## Tarea requerida 1
Responde, según el fragmento sobre De sótanos y azoteas:
(a) ¿Qué editorial ha publicado la obra?
(b) ¿Qué premio obtuvo el libro?
(c) ¿Qué género domina el autor?

## Fragmento de lectura
De sótanos y azoteas, recientemente publicada por la editorial Castalia, es la obra ganadora del Premio Tiflos de Relatos 2009 (entre cuyos ganadores se encuentran algunos de los mejores cuentistas de este país, como Gonzalo Calcedo, o Félix J. Palma). Con este libro Juan Carlos Fernández León deja de ser el escritor primerizo, gestado en los mil y un concursos literarios de nuestra geografía, todavía desconocedor de sus posibilidades y sus límites, para revelarse como un autor maduro, que domina el género del relato y lo demuestra con la solidez de su escritura.

## Tarea requerida 2
Copia literalmente el tramo de los registros que va desde la línea que contiene "find white roof" hasta la línea que contiene "Query: window", ambas incluidas.

## Datos de entrada
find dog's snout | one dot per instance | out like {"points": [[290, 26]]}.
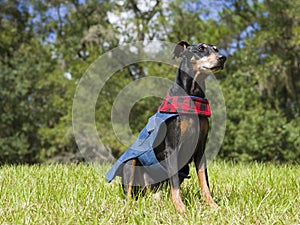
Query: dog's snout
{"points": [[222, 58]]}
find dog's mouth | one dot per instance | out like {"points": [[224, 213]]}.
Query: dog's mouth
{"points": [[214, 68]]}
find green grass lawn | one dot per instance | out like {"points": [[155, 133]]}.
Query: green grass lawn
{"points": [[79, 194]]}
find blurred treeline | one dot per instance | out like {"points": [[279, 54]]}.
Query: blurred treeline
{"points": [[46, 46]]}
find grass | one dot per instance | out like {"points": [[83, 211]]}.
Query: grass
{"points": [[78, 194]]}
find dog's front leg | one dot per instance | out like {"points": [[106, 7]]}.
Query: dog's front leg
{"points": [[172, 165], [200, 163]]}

==

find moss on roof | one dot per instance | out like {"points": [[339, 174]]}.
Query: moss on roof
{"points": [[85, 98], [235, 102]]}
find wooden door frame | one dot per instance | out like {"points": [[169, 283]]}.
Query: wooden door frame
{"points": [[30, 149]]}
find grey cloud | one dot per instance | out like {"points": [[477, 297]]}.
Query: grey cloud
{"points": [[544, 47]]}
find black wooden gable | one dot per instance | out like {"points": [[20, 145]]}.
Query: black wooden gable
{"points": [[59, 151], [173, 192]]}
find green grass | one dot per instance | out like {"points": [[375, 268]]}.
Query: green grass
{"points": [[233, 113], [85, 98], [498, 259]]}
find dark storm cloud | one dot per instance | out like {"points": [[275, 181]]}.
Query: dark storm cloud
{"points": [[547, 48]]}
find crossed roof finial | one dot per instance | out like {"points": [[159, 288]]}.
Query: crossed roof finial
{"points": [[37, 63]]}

==

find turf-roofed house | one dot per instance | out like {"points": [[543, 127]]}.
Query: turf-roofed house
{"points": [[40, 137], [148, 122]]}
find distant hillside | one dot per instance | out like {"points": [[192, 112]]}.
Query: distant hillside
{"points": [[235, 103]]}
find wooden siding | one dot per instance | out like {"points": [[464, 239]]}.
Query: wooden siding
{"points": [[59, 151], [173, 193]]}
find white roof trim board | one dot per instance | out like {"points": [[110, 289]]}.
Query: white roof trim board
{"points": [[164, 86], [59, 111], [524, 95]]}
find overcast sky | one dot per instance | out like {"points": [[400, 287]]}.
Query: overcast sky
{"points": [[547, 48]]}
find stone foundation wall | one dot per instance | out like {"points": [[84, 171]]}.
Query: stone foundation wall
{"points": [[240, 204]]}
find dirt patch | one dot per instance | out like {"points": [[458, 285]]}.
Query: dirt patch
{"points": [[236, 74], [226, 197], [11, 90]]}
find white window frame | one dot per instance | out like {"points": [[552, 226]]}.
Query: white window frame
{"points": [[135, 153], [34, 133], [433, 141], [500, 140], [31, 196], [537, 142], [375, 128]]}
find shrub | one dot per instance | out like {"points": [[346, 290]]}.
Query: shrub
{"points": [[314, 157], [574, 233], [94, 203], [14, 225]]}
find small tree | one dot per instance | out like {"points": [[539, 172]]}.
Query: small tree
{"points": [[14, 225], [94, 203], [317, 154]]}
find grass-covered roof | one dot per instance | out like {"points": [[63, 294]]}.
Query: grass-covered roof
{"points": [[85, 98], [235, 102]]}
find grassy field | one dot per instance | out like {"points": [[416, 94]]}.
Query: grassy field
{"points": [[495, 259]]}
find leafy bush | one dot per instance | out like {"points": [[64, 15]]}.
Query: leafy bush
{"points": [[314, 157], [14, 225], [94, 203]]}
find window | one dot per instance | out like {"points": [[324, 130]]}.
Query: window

## Respuesta desarrollada 1
(a) La editorial Castalia.
(b) El Premio Tiflos de Relatos 2009.
(c) El género del relato.

## Respuesta desarrollada 2
find white roof trim board | one dot per instance | out like {"points": [[110, 289]]}.
Query: white roof trim board
{"points": [[164, 86], [59, 111], [524, 95]]}
find overcast sky | one dot per instance | out like {"points": [[400, 287]]}.
Query: overcast sky
{"points": [[547, 48]]}
find stone foundation wall | one dot per instance | out like {"points": [[84, 171]]}.
Query: stone foundation wall
{"points": [[240, 204]]}
find dirt patch | one dot per instance | out like {"points": [[458, 285]]}.
Query: dirt patch
{"points": [[236, 74], [226, 197], [11, 90]]}
find white window frame | one dot per instance | out like {"points": [[552, 226]]}.
Query: white window frame
{"points": [[135, 153], [34, 133], [433, 141], [500, 140], [31, 196], [537, 142], [375, 128]]}
find shrub | one dot per instance | out like {"points": [[346, 290]]}.
Query: shrub
{"points": [[314, 157], [574, 233], [94, 203], [14, 225]]}
find small tree | one dot per instance | out like {"points": [[539, 172]]}.
Query: small tree
{"points": [[14, 225], [94, 203], [317, 154]]}
find grass-covered roof | one dot per instance | out like {"points": [[63, 294]]}.
Query: grass-covered roof
{"points": [[85, 98], [235, 102]]}
find grassy field | one dot per instance | out like {"points": [[416, 94]]}.
Query: grassy field
{"points": [[495, 259]]}
find leafy bush | one dot per instance | out like {"points": [[64, 15]]}.
Query: leafy bush
{"points": [[314, 157], [14, 225], [94, 203]]}
find window | one dot per instance | out like {"points": [[324, 130]]}.
Query: window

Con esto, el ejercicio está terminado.